--- Goal ---
Pick out every line in the data below that contains the word "feather", and copy each one.

--- Collected data ---
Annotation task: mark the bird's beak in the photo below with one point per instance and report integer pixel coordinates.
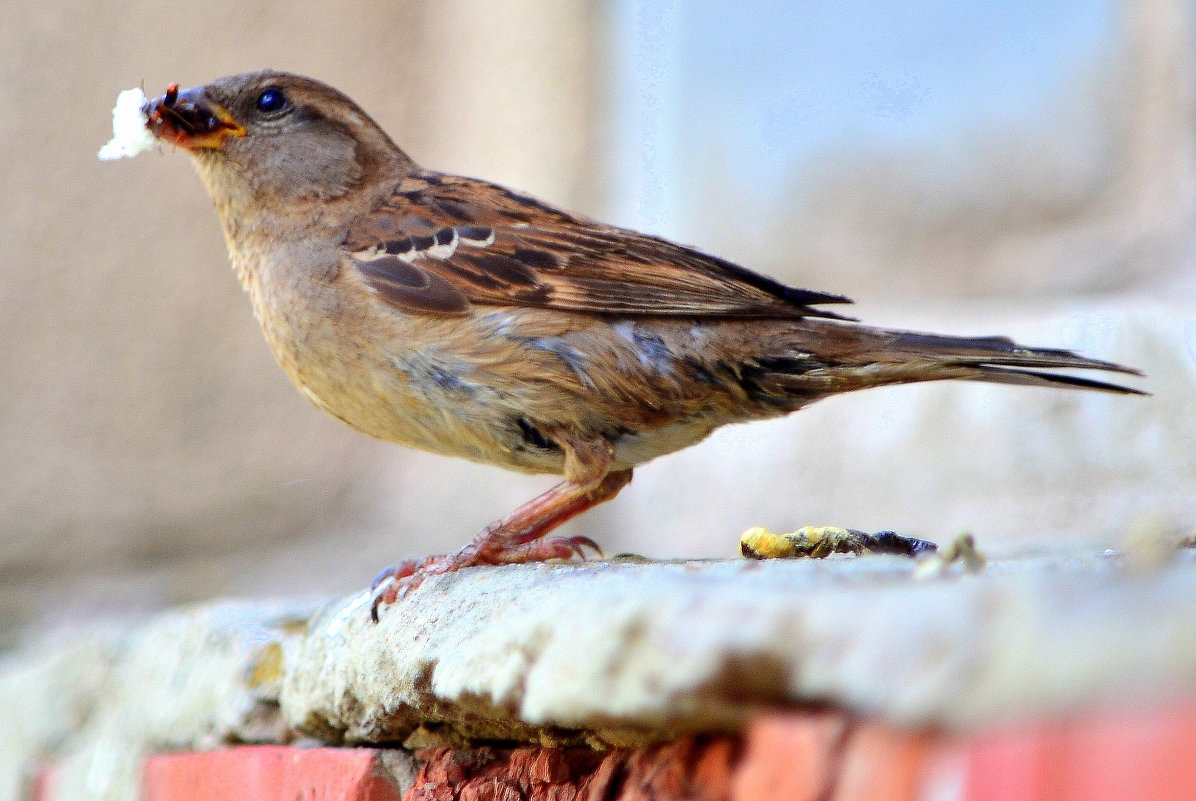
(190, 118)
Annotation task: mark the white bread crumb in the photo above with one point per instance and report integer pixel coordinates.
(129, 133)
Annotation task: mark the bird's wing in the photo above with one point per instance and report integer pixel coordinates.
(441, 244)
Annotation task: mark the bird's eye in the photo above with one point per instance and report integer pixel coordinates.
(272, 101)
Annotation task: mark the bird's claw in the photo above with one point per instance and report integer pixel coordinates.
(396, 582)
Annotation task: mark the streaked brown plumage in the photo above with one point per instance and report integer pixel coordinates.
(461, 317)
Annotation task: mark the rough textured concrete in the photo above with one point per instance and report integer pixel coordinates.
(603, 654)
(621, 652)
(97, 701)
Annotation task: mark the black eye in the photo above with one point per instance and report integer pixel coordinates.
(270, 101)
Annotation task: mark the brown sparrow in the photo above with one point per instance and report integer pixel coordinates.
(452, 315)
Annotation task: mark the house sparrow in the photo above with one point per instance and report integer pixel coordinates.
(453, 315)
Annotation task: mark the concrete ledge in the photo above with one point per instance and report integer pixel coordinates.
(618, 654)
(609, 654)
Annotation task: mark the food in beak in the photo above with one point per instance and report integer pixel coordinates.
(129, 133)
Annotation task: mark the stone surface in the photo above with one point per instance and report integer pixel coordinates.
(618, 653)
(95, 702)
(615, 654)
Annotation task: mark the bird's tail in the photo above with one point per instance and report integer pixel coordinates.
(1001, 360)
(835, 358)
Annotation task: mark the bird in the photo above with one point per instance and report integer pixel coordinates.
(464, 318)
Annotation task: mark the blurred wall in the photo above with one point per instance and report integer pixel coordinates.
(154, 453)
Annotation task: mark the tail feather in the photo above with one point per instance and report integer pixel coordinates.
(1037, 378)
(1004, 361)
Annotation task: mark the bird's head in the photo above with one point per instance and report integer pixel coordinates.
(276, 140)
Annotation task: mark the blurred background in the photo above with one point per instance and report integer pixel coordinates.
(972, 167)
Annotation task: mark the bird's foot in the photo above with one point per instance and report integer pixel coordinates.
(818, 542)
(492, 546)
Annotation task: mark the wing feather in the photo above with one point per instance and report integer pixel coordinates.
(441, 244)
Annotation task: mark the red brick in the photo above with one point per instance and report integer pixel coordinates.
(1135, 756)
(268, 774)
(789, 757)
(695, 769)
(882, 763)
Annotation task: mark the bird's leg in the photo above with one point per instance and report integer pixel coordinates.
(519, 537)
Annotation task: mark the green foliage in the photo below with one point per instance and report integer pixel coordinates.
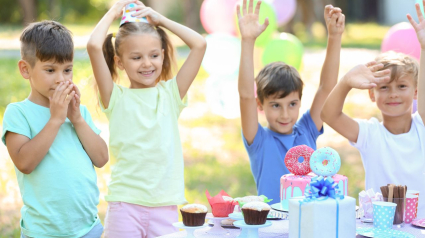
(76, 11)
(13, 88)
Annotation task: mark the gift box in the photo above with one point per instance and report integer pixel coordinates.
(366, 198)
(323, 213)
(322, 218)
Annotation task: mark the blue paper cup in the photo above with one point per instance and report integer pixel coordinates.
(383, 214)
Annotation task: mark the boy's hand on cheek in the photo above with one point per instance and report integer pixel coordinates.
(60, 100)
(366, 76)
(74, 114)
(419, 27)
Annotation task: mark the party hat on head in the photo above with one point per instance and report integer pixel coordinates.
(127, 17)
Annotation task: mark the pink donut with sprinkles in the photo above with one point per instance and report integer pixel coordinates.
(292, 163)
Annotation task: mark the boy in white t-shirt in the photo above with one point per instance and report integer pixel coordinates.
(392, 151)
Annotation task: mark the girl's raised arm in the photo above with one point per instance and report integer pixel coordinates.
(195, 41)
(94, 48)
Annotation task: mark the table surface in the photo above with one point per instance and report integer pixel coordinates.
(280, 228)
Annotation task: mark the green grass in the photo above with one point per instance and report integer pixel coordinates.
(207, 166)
...
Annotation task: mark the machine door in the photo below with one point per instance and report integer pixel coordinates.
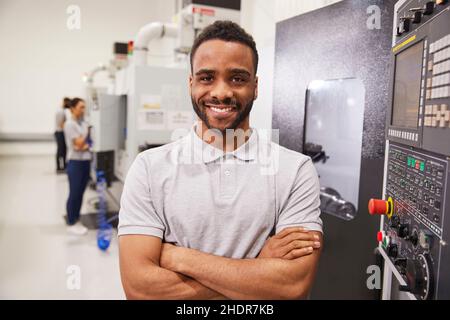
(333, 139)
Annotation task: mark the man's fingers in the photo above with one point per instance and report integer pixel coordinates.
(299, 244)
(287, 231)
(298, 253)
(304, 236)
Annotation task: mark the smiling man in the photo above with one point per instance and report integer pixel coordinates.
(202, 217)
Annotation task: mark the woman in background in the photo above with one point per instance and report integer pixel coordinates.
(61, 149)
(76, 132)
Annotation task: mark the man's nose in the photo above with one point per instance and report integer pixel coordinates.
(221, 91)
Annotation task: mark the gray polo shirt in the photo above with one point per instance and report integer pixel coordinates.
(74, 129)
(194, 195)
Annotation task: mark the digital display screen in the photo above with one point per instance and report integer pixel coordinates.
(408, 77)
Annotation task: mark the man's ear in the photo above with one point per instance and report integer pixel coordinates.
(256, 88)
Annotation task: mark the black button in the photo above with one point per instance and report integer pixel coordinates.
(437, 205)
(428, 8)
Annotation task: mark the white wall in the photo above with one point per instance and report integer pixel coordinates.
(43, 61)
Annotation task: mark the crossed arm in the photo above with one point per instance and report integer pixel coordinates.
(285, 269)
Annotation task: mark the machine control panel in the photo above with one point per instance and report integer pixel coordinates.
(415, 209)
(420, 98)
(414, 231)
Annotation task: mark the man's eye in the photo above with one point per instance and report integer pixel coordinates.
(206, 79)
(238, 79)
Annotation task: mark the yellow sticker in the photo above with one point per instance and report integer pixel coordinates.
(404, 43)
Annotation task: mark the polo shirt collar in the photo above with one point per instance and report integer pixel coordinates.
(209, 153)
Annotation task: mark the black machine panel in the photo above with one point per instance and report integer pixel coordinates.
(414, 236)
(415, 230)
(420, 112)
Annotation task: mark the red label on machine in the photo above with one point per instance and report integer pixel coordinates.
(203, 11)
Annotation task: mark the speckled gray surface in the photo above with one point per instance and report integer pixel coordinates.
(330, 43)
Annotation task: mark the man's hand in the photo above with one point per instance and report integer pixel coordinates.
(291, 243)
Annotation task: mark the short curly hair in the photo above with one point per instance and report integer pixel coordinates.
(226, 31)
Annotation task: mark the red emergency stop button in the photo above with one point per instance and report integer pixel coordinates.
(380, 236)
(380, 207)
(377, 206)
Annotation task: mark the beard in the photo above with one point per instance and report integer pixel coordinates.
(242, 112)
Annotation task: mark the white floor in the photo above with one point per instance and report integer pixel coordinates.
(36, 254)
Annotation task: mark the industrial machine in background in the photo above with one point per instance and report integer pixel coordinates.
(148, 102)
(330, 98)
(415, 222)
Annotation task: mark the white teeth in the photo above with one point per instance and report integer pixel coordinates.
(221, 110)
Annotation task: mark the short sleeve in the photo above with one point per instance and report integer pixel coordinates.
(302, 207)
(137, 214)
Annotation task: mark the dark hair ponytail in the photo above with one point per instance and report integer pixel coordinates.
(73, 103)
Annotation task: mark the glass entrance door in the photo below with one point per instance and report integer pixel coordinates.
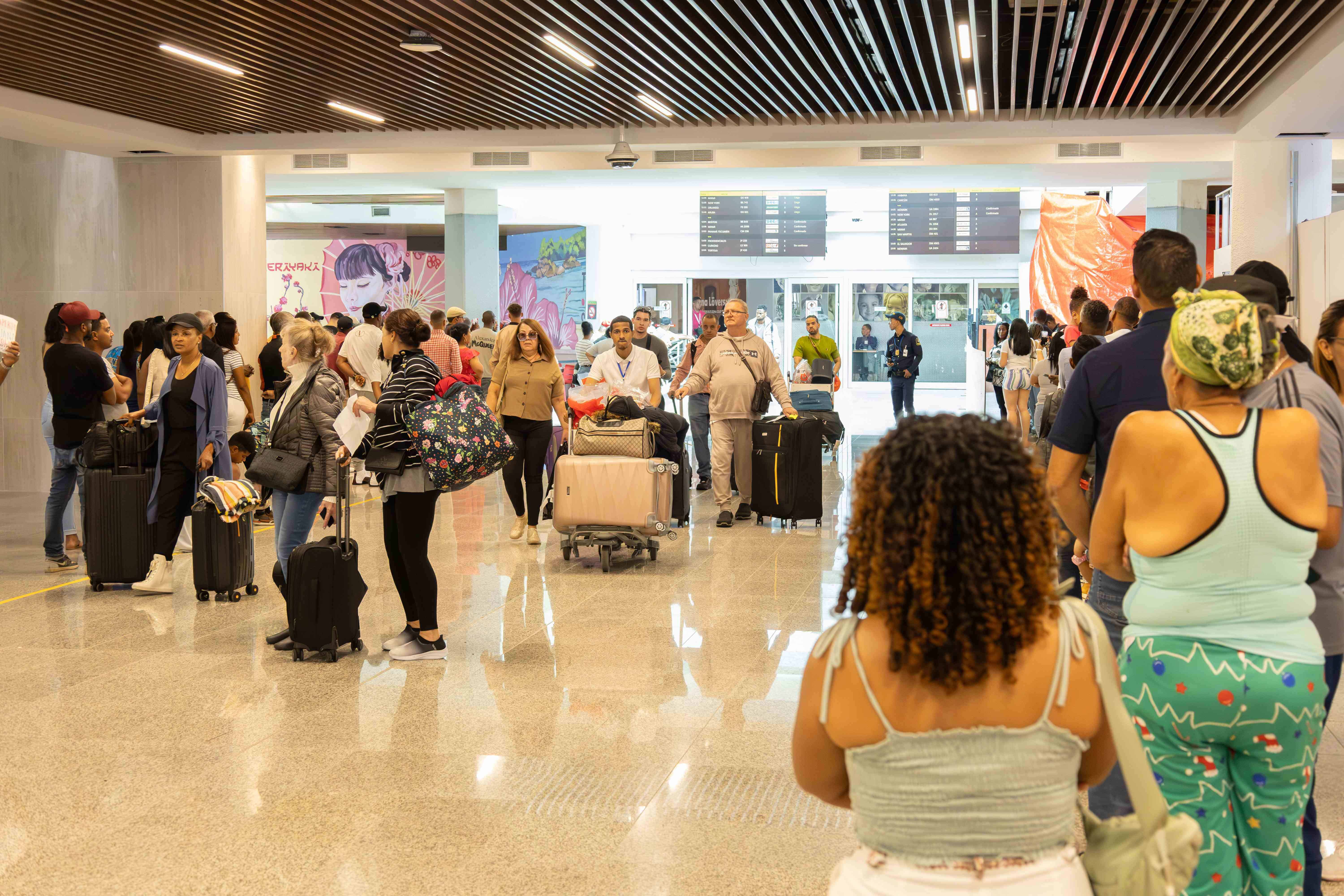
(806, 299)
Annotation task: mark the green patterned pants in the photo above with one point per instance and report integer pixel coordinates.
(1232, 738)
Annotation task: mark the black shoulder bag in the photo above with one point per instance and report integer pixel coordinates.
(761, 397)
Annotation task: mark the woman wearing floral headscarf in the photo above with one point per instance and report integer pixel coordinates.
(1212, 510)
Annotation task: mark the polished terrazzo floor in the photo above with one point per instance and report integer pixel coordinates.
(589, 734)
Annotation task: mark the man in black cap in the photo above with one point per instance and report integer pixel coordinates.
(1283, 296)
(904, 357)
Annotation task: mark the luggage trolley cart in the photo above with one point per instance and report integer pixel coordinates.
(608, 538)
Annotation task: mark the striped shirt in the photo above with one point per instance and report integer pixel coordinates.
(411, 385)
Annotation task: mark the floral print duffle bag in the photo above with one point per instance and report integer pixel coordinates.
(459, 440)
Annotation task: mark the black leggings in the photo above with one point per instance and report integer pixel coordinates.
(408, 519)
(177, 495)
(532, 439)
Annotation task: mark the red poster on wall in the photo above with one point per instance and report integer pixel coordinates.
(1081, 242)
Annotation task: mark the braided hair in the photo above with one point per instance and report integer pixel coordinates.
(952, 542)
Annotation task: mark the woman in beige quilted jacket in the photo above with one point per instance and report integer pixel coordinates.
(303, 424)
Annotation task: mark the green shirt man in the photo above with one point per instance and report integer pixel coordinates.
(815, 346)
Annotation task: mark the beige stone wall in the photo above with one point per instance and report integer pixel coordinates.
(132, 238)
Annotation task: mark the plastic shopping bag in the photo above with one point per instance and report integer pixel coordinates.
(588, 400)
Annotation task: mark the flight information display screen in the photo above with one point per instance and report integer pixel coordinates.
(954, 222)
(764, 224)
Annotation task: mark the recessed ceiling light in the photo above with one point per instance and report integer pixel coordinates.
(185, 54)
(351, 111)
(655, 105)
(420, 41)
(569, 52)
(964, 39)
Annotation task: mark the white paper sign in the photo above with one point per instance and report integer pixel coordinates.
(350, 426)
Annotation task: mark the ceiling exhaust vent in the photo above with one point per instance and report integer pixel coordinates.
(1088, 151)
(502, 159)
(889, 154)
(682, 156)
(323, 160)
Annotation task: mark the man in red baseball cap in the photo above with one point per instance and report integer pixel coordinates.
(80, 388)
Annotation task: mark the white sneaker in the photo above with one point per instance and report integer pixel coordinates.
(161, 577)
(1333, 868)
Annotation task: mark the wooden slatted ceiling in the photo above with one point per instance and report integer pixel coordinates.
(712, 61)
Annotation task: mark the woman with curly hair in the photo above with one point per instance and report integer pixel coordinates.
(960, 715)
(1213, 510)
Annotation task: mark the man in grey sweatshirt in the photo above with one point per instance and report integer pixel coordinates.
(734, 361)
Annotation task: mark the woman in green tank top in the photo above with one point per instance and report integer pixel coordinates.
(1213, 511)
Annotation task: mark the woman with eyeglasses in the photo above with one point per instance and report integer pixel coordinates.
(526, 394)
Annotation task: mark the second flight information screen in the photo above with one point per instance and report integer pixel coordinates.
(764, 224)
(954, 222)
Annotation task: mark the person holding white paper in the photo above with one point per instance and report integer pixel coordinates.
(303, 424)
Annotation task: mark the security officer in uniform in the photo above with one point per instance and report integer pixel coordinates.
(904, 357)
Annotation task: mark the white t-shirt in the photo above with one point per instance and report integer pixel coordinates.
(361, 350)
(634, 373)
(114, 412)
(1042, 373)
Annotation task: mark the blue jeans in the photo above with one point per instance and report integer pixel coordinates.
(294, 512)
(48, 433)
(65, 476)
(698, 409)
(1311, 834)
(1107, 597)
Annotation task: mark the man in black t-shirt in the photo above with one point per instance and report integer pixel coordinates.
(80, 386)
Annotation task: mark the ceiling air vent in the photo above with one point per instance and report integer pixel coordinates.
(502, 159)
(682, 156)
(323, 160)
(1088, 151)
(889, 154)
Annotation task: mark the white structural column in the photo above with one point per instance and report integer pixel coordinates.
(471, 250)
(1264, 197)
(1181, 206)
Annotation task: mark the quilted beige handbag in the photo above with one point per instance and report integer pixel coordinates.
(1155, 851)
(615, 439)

--- Answer to this exercise ---
Annotation task: mark the tail feather in the photo above with one point per instance and report integer pixel coordinates.
Annotation task: mark the wing feather in the photo above with one point per instance and report integer pixel coordinates.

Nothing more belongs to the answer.